>>>

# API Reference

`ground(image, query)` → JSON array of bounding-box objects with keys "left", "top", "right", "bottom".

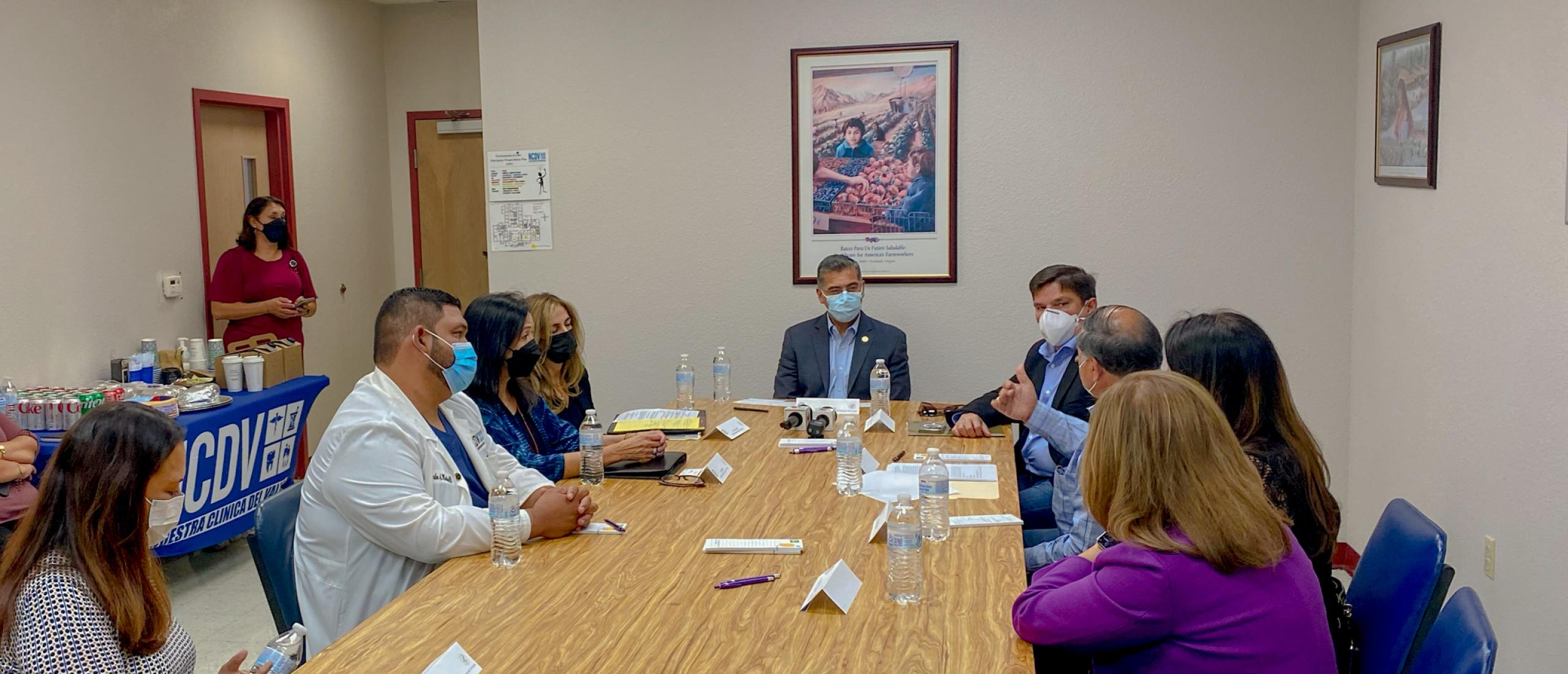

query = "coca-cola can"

[
  {"left": 59, "top": 393, "right": 81, "bottom": 430},
  {"left": 42, "top": 393, "right": 66, "bottom": 431},
  {"left": 16, "top": 395, "right": 45, "bottom": 431}
]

<<<

**What you are asked to do**:
Please arrange the data above as a Markdown table with the columns Row and Text, putting each non-blank line in its own row with its number. Leave the pictures out of the table.

**Response**:
| Row | Text |
|---|---|
| 1 | # API Reference |
| 2 | `ground(image, query)` → JSON array of bounding-box objects with keys "left", "top", "right", "bottom". |
| 3 | query = "coca-cola can" |
| 4 | [ |
| 5 |   {"left": 59, "top": 393, "right": 81, "bottom": 430}, |
| 6 |   {"left": 42, "top": 393, "right": 66, "bottom": 431}, |
| 7 |   {"left": 16, "top": 395, "right": 45, "bottom": 431} |
| 8 | ] |